* [Task brief]: Convert the part of the material that opens with the line containing "In this exercise you will find the village" and closes with the line containing "[(832, 752)]", both lines included, into a Markdown table with the columns No. and Line. Give each line its own numbered row and omit blank lines.

* START The input *

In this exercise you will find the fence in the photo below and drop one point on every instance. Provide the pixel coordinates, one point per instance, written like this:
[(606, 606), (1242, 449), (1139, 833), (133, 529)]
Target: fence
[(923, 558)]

* END The input *
* START The input *

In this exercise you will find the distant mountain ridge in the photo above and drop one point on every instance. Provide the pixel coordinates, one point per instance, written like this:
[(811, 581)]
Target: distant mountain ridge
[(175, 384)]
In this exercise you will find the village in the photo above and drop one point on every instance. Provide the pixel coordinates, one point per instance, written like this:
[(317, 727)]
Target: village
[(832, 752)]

* END The input *

* [Result for this task]:
| No. | Line |
|---|---|
| 1 | In this exercise you will find the village in the photo above and drop one point on every instance. Provide the pixel coordinates, one point per instance, written like this: |
| 2 | [(317, 727)] |
| 3 | Target: village |
| 4 | [(832, 752)] |